(Rows of box annotation data)
-- START --

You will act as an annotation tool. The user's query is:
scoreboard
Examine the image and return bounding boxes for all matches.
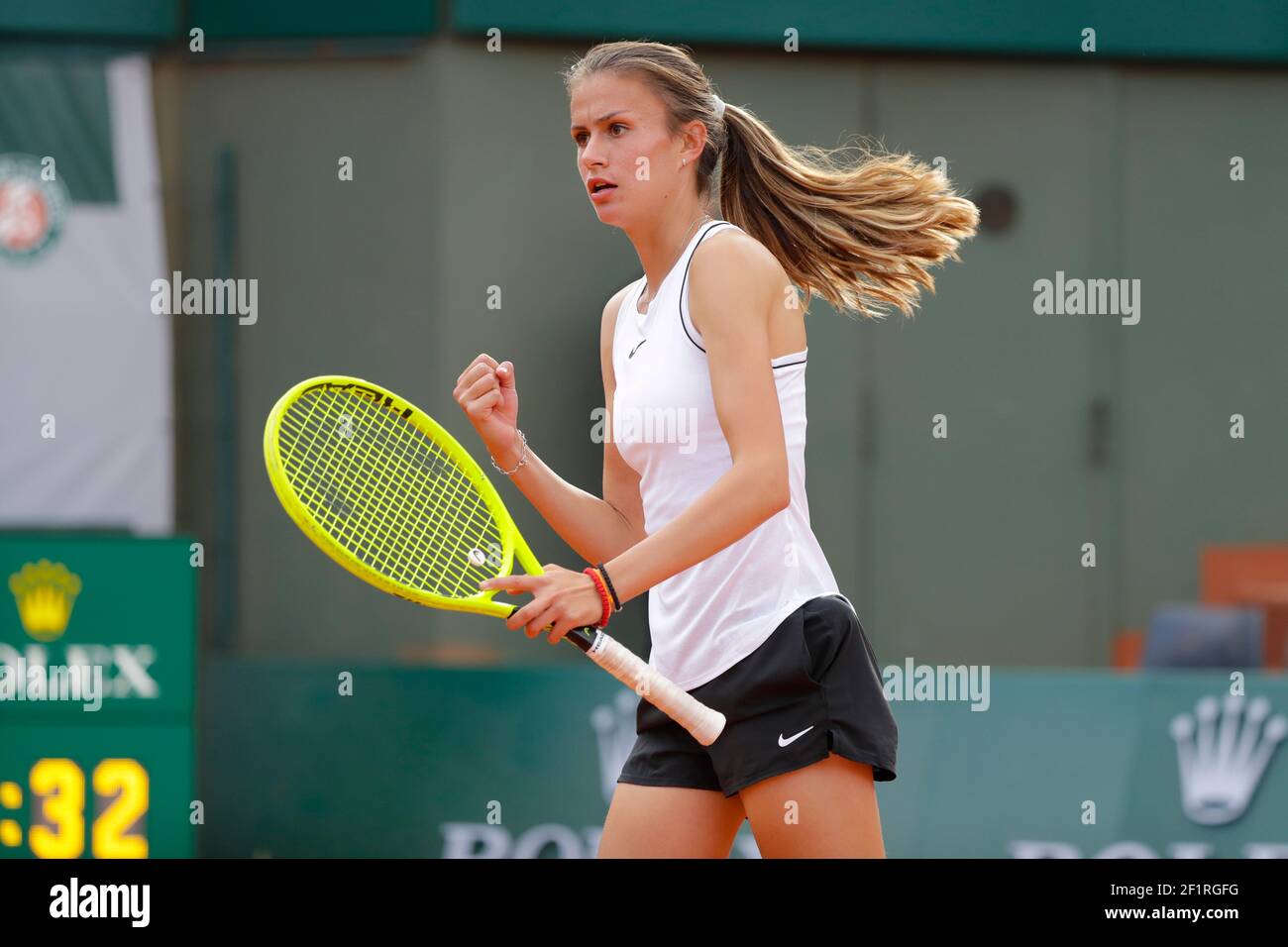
[0,533,195,858]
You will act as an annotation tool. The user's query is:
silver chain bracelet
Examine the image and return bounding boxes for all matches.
[486,428,528,476]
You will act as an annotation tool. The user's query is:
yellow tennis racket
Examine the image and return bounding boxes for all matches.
[265,376,725,746]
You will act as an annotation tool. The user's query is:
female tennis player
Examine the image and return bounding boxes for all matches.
[454,43,978,857]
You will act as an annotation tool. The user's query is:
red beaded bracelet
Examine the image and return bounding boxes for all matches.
[583,566,613,627]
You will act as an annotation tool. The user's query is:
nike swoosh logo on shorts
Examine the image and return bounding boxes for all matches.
[778,724,814,746]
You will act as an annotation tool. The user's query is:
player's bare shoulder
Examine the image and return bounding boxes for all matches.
[688,227,791,331]
[599,279,639,381]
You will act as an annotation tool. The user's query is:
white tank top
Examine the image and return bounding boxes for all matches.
[609,220,838,690]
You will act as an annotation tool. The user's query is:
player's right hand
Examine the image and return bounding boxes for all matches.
[452,352,523,468]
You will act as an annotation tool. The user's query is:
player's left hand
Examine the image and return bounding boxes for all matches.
[480,565,604,644]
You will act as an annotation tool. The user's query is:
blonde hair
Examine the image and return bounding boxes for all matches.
[563,42,979,318]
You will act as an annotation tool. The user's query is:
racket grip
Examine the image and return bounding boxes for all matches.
[587,630,725,746]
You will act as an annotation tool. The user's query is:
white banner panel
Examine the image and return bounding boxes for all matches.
[0,52,174,533]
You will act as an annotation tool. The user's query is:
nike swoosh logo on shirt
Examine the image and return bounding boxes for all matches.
[778,724,814,746]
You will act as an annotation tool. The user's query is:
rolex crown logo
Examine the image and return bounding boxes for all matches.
[1171,694,1288,826]
[9,559,81,642]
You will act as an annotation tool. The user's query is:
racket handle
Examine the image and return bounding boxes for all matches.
[575,629,725,746]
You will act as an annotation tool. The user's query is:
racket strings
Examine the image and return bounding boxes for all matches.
[281,391,488,594]
[278,388,505,598]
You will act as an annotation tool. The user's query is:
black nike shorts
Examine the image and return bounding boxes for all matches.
[617,595,899,796]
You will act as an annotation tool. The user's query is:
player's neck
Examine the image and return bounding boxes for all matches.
[631,207,711,301]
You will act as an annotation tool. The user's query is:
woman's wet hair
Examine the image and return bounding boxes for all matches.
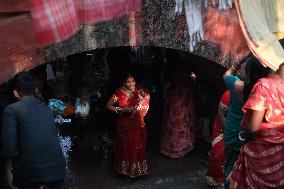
[243,56,272,102]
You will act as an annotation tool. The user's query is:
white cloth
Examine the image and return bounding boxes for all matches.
[175,0,232,51]
[235,0,284,71]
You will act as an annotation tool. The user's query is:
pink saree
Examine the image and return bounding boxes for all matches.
[229,74,284,189]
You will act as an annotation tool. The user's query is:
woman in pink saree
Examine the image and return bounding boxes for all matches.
[107,74,150,178]
[229,68,284,189]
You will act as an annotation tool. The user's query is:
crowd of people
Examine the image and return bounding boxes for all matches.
[207,47,284,189]
[0,44,284,189]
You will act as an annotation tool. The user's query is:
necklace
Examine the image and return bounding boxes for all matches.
[123,87,134,98]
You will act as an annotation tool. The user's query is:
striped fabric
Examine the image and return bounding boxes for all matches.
[30,0,141,46]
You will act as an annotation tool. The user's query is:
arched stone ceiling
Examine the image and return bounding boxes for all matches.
[0,0,248,83]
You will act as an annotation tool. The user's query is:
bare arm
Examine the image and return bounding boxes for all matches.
[106,95,120,113]
[217,107,226,128]
[244,109,265,133]
[223,52,251,80]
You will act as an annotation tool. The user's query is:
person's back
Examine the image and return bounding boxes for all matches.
[3,96,65,182]
[1,73,65,189]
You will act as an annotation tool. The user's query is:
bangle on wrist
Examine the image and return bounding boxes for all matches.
[114,107,121,114]
[239,131,247,142]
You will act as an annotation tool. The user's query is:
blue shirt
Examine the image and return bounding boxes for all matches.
[224,75,244,145]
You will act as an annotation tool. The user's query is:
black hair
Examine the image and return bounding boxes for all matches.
[243,56,272,102]
[121,71,136,84]
[13,72,36,96]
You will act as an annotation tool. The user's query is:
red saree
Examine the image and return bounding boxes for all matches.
[113,87,150,178]
[229,74,284,189]
[207,90,230,186]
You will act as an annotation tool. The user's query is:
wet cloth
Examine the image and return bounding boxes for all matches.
[29,0,141,46]
[224,76,243,182]
[235,0,284,71]
[207,90,230,186]
[112,86,150,177]
[230,74,284,189]
[1,96,65,182]
[160,81,195,158]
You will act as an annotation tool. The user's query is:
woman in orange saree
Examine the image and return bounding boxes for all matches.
[107,74,150,178]
[229,69,284,189]
[207,90,230,187]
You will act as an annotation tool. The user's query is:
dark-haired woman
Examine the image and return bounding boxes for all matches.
[223,56,270,188]
[230,64,284,189]
[107,74,150,178]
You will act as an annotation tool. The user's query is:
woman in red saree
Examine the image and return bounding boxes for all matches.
[207,90,230,187]
[107,74,150,178]
[229,70,284,189]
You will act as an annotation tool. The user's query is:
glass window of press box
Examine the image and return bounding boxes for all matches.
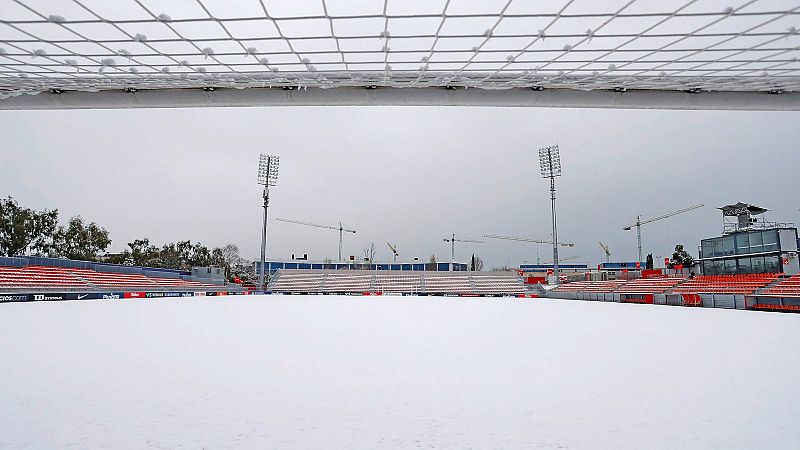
[700,230,780,258]
[700,230,782,275]
[703,255,781,275]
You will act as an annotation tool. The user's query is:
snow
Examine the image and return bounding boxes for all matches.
[0,296,800,449]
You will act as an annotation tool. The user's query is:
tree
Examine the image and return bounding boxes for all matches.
[122,238,161,267]
[51,216,111,261]
[669,244,695,269]
[0,197,58,256]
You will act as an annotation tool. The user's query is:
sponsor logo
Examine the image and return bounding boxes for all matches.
[33,294,64,301]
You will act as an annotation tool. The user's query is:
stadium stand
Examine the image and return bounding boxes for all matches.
[673,273,779,294]
[375,273,424,294]
[762,274,800,297]
[0,266,219,291]
[0,266,91,289]
[322,271,372,292]
[614,277,685,294]
[268,269,527,295]
[552,280,627,293]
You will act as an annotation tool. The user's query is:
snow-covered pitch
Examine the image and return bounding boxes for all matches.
[0,296,800,449]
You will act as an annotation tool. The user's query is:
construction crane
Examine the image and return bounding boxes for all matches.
[598,242,611,262]
[622,203,705,262]
[275,218,356,261]
[443,233,483,261]
[386,242,397,262]
[544,255,581,264]
[483,234,575,247]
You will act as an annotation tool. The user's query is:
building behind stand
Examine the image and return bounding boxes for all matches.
[698,202,800,275]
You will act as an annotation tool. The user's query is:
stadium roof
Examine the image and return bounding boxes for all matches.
[0,0,800,110]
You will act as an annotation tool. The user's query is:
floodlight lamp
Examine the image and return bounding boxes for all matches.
[539,145,561,178]
[258,153,280,186]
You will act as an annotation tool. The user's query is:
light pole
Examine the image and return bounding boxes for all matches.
[258,153,280,291]
[539,144,561,284]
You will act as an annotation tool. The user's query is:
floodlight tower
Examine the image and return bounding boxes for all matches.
[258,153,280,291]
[539,144,561,284]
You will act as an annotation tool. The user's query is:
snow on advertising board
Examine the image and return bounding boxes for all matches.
[0,292,124,303]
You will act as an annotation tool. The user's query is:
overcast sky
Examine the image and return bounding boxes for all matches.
[0,0,800,267]
[0,107,800,267]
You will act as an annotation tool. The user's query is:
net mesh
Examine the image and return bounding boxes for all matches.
[0,0,800,98]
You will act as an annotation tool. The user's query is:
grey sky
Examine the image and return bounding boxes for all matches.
[0,107,800,267]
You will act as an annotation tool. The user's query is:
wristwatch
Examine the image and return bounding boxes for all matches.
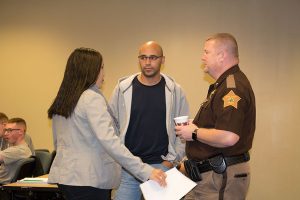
[192,128,199,141]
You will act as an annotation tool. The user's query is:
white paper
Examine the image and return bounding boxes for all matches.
[140,167,197,200]
[18,178,48,183]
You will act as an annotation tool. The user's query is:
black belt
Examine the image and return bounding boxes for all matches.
[196,152,250,173]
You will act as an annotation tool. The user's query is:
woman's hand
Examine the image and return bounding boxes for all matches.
[149,169,167,187]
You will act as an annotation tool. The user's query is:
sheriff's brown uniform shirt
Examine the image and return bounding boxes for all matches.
[186,65,255,161]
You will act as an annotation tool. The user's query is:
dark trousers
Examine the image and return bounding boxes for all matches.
[58,184,111,200]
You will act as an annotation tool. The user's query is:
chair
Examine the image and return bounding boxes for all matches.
[11,157,35,183]
[34,150,52,176]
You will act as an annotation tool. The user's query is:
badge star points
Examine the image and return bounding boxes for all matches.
[222,90,241,109]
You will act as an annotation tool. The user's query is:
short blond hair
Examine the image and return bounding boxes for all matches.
[206,33,239,58]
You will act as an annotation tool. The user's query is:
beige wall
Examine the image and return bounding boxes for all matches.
[0,0,300,200]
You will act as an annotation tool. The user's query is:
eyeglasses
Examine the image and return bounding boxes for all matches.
[138,55,163,61]
[4,128,21,134]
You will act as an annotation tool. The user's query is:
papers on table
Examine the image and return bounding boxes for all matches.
[140,168,197,200]
[18,178,48,184]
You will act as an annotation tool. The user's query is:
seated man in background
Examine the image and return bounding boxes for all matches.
[0,112,35,155]
[0,118,32,184]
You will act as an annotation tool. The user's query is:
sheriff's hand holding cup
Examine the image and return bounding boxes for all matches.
[174,116,198,141]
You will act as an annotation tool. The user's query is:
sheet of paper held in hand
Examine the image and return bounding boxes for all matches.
[18,177,48,183]
[140,167,197,200]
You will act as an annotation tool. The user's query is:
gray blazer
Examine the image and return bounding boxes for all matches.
[48,86,153,189]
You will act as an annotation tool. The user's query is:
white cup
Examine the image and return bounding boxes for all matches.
[174,116,189,126]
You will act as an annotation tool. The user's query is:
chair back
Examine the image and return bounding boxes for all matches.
[35,150,52,176]
[48,150,56,174]
[11,157,35,183]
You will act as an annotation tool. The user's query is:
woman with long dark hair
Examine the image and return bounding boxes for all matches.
[48,48,166,200]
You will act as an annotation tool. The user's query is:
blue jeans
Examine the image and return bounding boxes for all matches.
[115,164,169,200]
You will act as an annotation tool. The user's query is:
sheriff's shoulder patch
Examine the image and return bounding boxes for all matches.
[222,90,241,109]
[226,74,235,88]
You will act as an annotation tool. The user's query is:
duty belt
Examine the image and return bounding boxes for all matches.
[196,152,250,173]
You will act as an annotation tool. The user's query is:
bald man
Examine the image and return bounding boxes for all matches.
[0,118,32,184]
[111,41,189,200]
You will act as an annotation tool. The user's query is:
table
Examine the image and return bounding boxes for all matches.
[2,174,63,200]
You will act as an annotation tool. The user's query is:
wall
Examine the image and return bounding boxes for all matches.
[0,0,300,199]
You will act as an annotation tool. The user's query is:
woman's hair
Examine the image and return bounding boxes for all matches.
[7,117,27,133]
[48,48,102,119]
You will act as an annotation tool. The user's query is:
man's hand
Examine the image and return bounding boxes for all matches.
[149,169,167,187]
[161,160,174,169]
[175,121,198,141]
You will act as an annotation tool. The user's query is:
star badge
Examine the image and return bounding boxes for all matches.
[222,90,241,109]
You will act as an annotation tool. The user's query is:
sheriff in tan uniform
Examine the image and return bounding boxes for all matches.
[176,33,256,200]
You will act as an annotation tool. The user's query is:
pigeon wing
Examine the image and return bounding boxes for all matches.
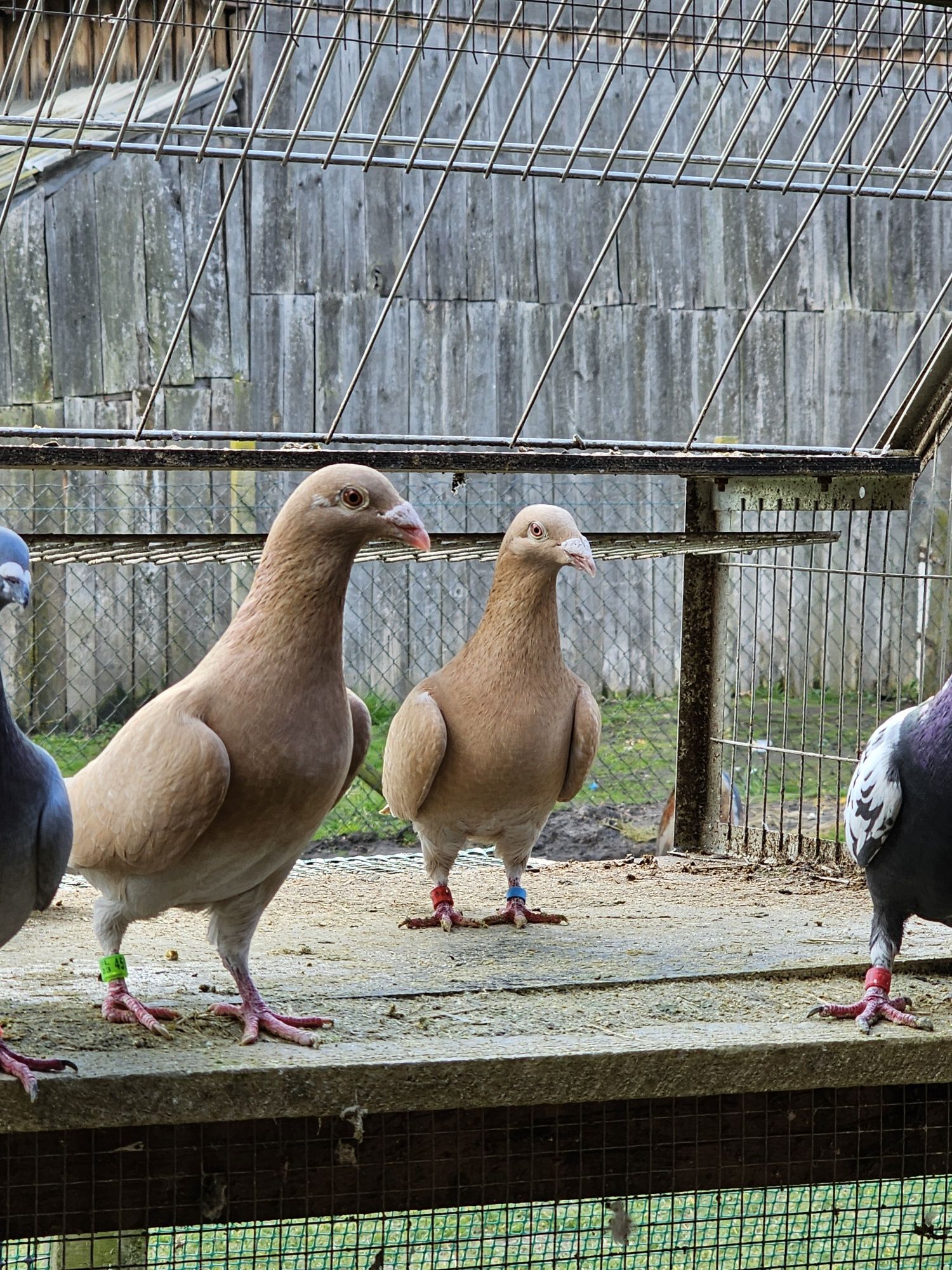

-- END --

What is expected: Reproduce the entries above word for word, from the first line up to and including the line with "[265,376,725,746]", and leave the pictures out of your answer.

Task result:
You will act as an annotation tool. The user's query is:
scoreboard
Examine the image and return bounding boxes for all matches.
[0,533,195,858]
You will act as an annotation tool. The user's query is:
silver chain bracelet
Examine the image and return bounding boxes for all matches.
[486,428,528,476]
You will act as an annotation tool. The user's query is:
yellow tennis racket
Examine the image and return bounding boxes for all matches.
[265,376,725,746]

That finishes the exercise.